> **WORK TO BE COMPLETED**
Starting at the line that contains "of the bush" and stopping after the last line, reproduce only those lines with every point coordinate multiplied by 1.4 and rounded to a whole number, halves going up. Leave all other text in them unchanged.

(Image point annotation entries)
==============================

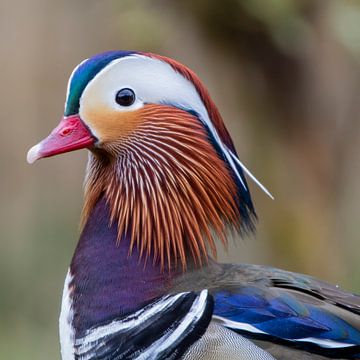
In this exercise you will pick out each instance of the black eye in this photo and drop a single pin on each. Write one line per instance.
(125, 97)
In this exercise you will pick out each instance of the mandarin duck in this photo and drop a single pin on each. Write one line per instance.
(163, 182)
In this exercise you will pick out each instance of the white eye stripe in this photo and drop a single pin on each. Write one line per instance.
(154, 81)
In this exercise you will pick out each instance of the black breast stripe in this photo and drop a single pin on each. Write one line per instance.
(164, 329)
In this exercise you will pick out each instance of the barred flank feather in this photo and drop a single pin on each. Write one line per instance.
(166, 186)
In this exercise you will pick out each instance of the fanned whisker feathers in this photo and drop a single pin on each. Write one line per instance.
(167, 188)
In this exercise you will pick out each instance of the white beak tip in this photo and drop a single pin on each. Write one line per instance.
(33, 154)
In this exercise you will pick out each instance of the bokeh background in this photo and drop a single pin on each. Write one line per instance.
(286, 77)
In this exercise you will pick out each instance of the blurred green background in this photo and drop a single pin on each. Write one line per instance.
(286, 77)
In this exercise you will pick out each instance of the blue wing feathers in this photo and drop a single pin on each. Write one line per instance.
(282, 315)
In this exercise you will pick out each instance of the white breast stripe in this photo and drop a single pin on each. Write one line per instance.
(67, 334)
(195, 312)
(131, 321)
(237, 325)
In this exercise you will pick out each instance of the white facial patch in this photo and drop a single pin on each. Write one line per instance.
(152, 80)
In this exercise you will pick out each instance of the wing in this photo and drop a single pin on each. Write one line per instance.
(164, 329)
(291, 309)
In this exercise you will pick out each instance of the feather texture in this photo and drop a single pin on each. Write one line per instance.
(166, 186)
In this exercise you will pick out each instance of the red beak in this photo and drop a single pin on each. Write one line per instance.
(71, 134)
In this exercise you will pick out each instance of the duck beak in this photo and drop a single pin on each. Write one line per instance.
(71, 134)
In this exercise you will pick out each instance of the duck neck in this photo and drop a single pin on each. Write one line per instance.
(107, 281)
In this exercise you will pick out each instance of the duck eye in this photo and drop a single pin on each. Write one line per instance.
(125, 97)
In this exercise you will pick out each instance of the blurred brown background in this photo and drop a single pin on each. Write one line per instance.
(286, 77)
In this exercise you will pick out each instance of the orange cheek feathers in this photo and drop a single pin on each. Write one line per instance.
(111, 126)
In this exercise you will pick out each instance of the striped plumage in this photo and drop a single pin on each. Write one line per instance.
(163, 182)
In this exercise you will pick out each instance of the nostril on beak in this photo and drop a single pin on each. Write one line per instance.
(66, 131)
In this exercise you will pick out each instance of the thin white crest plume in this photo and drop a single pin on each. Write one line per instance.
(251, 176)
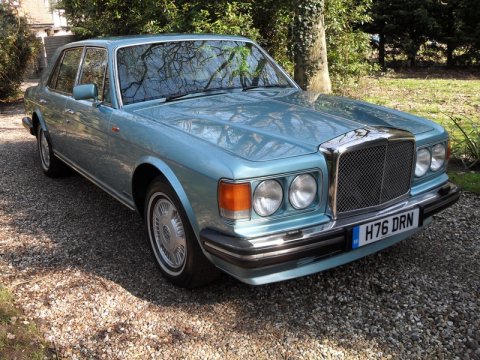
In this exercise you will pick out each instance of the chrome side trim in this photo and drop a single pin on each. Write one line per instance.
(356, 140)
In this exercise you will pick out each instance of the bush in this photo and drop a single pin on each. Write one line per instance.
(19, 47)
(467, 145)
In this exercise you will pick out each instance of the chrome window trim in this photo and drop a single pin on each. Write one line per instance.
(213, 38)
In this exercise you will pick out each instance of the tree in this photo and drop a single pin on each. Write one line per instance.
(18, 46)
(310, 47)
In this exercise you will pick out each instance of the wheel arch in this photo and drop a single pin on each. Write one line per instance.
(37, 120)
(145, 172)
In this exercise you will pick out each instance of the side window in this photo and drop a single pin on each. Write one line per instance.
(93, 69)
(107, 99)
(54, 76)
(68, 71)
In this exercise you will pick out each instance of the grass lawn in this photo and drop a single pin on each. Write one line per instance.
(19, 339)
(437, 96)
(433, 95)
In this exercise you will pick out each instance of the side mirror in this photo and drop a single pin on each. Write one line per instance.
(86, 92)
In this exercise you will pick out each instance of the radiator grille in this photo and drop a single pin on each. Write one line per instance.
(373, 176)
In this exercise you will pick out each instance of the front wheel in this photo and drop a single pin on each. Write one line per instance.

==============================

> **WRITTEN ANSWER**
In this exercise you will pick out each instance of the bush in this photo and drop a single pin on each. Write one line per instance.
(27, 66)
(654, 203)
In this exercise you will pick out each instance of the chrome window trim in this photo and drop a single pin on each. Write one line per instance.
(298, 53)
In this exercise you will pick out each instance of the tree in this photo and drop a single pin on each. Write one line per instance.
(25, 64)
(434, 66)
In this exercise you will pick out each instance of the wheel arch in this photo and drop a single pin on each. Write one line per instance.
(52, 168)
(203, 241)
In this exercise you will pick out each instance of the side window in this photo and drop a single pin on each. Write one line per instance.
(130, 97)
(150, 139)
(76, 106)
(95, 99)
In this exercise you will pick out each instance of the grass lawn in this photo and drop a single pin on each. Write one line per instance.
(27, 475)
(612, 134)
(606, 133)
In this exercise you will pick out each instance of the side mirror in this photo and drop a single pin on each. Write one line per instance.
(120, 129)
In this exercise you will pick out each instance of the radiator grille in this photo and drop a single pin on each. Write one line per instance.
(522, 246)
In this exercise you will pick out each instance of the front wheel in this photo and drop a single pin on each. Write one line per instance.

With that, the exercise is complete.